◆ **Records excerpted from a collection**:
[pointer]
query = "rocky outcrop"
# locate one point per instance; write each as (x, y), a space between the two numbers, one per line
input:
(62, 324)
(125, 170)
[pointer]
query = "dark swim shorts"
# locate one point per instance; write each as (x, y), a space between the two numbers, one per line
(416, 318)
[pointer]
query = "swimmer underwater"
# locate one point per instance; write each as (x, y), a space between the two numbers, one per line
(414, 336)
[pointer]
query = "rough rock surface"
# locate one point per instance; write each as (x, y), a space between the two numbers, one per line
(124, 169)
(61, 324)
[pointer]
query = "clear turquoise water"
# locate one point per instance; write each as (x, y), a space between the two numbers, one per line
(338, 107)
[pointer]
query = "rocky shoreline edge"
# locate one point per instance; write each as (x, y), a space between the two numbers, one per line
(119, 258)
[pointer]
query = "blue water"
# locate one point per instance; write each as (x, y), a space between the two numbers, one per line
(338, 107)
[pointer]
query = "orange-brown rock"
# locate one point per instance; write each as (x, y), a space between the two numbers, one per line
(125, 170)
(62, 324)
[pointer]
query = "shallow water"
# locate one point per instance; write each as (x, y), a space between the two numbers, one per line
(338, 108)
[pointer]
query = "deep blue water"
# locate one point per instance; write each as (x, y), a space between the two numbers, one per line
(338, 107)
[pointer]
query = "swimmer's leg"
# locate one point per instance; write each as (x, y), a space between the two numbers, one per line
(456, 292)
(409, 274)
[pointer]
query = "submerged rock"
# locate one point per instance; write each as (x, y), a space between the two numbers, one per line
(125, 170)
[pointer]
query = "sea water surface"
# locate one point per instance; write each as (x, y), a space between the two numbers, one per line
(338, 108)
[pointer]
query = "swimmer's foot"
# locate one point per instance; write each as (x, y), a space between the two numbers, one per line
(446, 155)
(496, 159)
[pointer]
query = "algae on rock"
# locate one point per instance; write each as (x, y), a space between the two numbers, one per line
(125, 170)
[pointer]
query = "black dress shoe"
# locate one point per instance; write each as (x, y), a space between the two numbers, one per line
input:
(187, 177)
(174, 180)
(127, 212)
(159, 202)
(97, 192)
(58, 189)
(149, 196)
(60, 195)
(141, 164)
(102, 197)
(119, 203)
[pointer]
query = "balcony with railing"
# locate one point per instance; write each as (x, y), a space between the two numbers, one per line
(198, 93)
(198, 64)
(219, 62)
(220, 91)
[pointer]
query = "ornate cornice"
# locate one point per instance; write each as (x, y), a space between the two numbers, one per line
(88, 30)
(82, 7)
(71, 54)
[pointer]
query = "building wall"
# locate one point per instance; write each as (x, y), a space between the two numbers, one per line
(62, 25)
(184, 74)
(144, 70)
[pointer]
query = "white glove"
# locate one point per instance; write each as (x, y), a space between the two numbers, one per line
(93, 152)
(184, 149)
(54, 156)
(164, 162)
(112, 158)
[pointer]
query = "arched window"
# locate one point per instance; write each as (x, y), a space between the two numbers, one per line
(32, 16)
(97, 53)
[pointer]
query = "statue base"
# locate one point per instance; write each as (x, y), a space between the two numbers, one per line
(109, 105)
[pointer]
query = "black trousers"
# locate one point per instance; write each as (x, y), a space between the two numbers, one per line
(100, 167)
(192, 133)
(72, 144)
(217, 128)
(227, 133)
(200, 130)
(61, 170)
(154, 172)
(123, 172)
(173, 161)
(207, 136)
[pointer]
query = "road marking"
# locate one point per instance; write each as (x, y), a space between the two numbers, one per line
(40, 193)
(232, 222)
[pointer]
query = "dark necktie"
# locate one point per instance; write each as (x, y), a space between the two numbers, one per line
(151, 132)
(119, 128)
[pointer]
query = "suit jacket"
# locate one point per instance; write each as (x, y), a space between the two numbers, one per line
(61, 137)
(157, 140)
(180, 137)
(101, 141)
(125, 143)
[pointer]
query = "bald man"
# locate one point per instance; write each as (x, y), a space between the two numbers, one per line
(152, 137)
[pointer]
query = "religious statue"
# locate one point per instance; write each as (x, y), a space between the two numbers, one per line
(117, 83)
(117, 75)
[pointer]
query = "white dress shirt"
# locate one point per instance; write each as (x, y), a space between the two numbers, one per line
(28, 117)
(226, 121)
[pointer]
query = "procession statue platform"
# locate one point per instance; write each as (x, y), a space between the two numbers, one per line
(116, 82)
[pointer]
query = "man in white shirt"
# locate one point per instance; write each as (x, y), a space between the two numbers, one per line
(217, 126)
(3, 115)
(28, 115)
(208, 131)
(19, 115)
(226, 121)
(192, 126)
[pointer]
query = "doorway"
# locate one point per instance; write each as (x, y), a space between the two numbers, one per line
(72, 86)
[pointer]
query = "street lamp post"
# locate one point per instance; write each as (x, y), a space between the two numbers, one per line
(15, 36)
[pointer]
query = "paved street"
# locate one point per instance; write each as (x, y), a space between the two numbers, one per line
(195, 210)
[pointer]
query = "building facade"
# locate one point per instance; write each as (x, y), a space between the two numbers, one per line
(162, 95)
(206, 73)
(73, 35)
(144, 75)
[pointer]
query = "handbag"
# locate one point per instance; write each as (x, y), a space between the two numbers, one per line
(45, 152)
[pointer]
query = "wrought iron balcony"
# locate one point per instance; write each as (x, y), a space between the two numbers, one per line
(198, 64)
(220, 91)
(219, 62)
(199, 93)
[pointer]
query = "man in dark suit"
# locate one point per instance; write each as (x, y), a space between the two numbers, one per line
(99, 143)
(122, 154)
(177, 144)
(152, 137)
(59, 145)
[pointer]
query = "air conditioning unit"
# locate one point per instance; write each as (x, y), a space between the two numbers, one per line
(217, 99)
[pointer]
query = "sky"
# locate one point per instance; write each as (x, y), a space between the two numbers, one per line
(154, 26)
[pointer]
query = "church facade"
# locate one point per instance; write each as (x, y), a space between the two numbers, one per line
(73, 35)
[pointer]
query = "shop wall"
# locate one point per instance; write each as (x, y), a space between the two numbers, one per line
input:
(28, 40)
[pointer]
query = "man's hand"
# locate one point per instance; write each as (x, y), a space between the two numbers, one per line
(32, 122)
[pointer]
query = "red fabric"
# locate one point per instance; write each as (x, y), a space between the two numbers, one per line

◆ **TASK**: Copy out all of the records above with nothing altered.

◆ **RESULT OF THIS EXERCISE**:
[pointer]
query = "rocky outcrop"
# locate one point per instance; write each as (x, y), a space between the two numbers, one per line
input:
(62, 324)
(125, 170)
[pointer]
query = "dark swim shorts"
# locate one point per instance; write each as (x, y), a space between the two numbers, one per line
(416, 318)
[pointer]
query = "swimmer underwater"
# locate one point per instance; write each as (x, y), a space between the two numbers, one per line
(414, 336)
[pointer]
query = "rough rock surface"
# locate one point per instance; write each as (x, y), a space between the two numbers, one per line
(124, 169)
(61, 324)
[pointer]
query = "clear turquoise water"
# locate one point per instance; write each as (x, y), a space between the two numbers, one per line
(338, 107)
[pointer]
query = "rocky shoreline edge"
# locate one point per instance; write each as (x, y), a space between the two numbers, one per line
(119, 258)
[pointer]
query = "blue water"
# locate one point per instance; write each as (x, y), a space between the two numbers, one per line
(338, 107)
[pointer]
query = "orange-brown rock"
# locate one point per instance; write each as (x, y), a space between the two numbers, one per line
(125, 170)
(62, 324)
[pointer]
query = "shallow water"
# locate one point per instance; write each as (x, y), a space between the two numbers, one per line
(338, 108)
[pointer]
query = "deep blue water"
# locate one point per instance; write each as (x, y), a space between the two numbers, one per line
(338, 107)
[pointer]
query = "swimmer's leg"
# locate one point per instance; write each as (x, y), a space between the two numbers, one per line
(456, 292)
(409, 274)
[pointer]
query = "submerged rock"
# locate one point per instance; write each as (x, y), a space between the two numbers, one per line
(125, 170)
[pointer]
query = "sea water surface"
# locate one point per instance; write each as (x, y), a space between the two numbers, one per line
(338, 108)
[pointer]
query = "swimmer's foot"
# locate one point per instance; write each as (x, y), a space between the two numbers, one per line
(446, 155)
(496, 159)
[pointer]
query = "algae on rock"
# locate one point per instance; write each as (x, y), a space between the two numbers, one per line
(125, 170)
[pointer]
query = "black dress shoe"
# locate one point per instance; write each as (x, y), a space between the two numbers, one per line
input:
(187, 177)
(174, 180)
(127, 212)
(159, 202)
(97, 192)
(58, 189)
(149, 196)
(60, 195)
(141, 164)
(102, 197)
(119, 203)
[pointer]
query = "balcony with railing"
# locate one point per instance; write each as (x, y), a space between the two numbers, one per line
(198, 93)
(198, 64)
(219, 62)
(220, 91)
[pointer]
query = "ornate cornice"
# locate one point per instance; write each as (x, y), a space between the two numbers, one per line
(88, 30)
(82, 7)
(71, 54)
[pointer]
query = "building wall"
# locate one point per instance; write each as (x, y), a space between the two numbers, one per line
(62, 25)
(184, 74)
(144, 70)
[pointer]
query = "white glove"
# locate one point per instance; write each as (x, y), a space between the two numbers, one per line
(93, 152)
(184, 149)
(54, 156)
(164, 162)
(112, 158)
[pointer]
query = "arched window"
# locate one point per instance; write each as (x, y), a space between the two numbers, one per line
(32, 16)
(97, 53)
[pointer]
query = "statue base"
# locate one point per instance; write each as (x, y), a space between the two numbers, one per line
(109, 105)
[pointer]
query = "black trousers"
# locate one point per instance; write each as (x, y), a space between the two numbers, one per line
(100, 167)
(192, 133)
(72, 144)
(217, 128)
(227, 133)
(200, 130)
(61, 170)
(154, 172)
(123, 172)
(173, 161)
(207, 136)
[pointer]
query = "road marking"
# locate one point per instance; write each as (x, y), a space between the two numbers, one per line
(40, 193)
(232, 222)
[pointer]
query = "dark necktie"
# locate one point per instance; write each as (x, y), a space between the two numbers, one per line
(151, 132)
(119, 128)
[pointer]
query = "suit jacket"
# locate one point per instance; write each as (x, y), a space between the two numbers, one per line
(61, 137)
(157, 140)
(180, 137)
(101, 141)
(125, 143)
[pointer]
query = "bald man"
# locate one point per instance; write each as (x, y), a space between the two numbers, one per line
(152, 137)
[pointer]
query = "religious statue"
# locate one point per instance; write each as (x, y), a space between the two numbers, one per line
(117, 83)
(117, 75)
[pointer]
query = "white dress shirt"
# locate one point per instance; write each as (x, y), a space between the two numbers, one per line
(28, 117)
(226, 121)
[pointer]
query = "procession statue platform"
# locate one point per instance; write each as (x, y), a space between the two numbers, one per line
(116, 82)
[pointer]
query = "man in white shirt"
# locate one point per instance; write each as (x, y), a space between the two numbers, one per line
(217, 126)
(3, 115)
(28, 115)
(208, 131)
(19, 115)
(226, 121)
(192, 126)
[pointer]
query = "doorway"
# locate one point per instance; write each as (x, y), a space between the two numbers, one per line
(72, 86)
[pointer]
query = "street lamp post"
# locate one point per instance; write each as (x, y), a space between the two numbers, one per line
(15, 36)
[pointer]
query = "paved street"
# locate one point per instance; write each as (x, y), a space between the two numbers, one per line
(195, 210)
[pointer]
query = "building facade"
# locate one point per instance; write each as (x, y), a space between the two numbers, one per line
(162, 95)
(206, 73)
(73, 35)
(144, 75)
[pointer]
query = "handbag"
# locate one point per instance; write each as (x, y), a space between the two numbers, one per line
(45, 152)
[pointer]
query = "wrought iron balcony"
# locate one point per instance; write each as (x, y), a space between the two numbers, one per line
(198, 64)
(220, 91)
(219, 62)
(199, 93)
[pointer]
query = "man in dark suit"
# locate one point per instance; write each as (x, y), a space between the two numbers, one per line
(99, 143)
(122, 154)
(177, 144)
(152, 137)
(59, 145)
[pointer]
query = "air conditioning unit"
# locate one point per instance; write each as (x, y), a space between the two numbers, one per line
(217, 99)
[pointer]
query = "sky"
# locate one point per instance; write each as (x, y), a space between the two numbers, one per line
(154, 26)
[pointer]
query = "church facade"
# locate one point per instance; write each as (x, y), a space between the two numbers, one per line
(73, 35)
[pointer]
query = "shop wall"
# locate one point per instance; write each as (x, y), a space between the two numbers, one per line
input:
(28, 40)
[pointer]
query = "man's hand"
# locate one point per instance; write each as (x, y), a space between the two numbers, one per line
(32, 122)
[pointer]
query = "red fabric"
# locate one point per instance; write each as (x, y), a space between the two numbers, one per line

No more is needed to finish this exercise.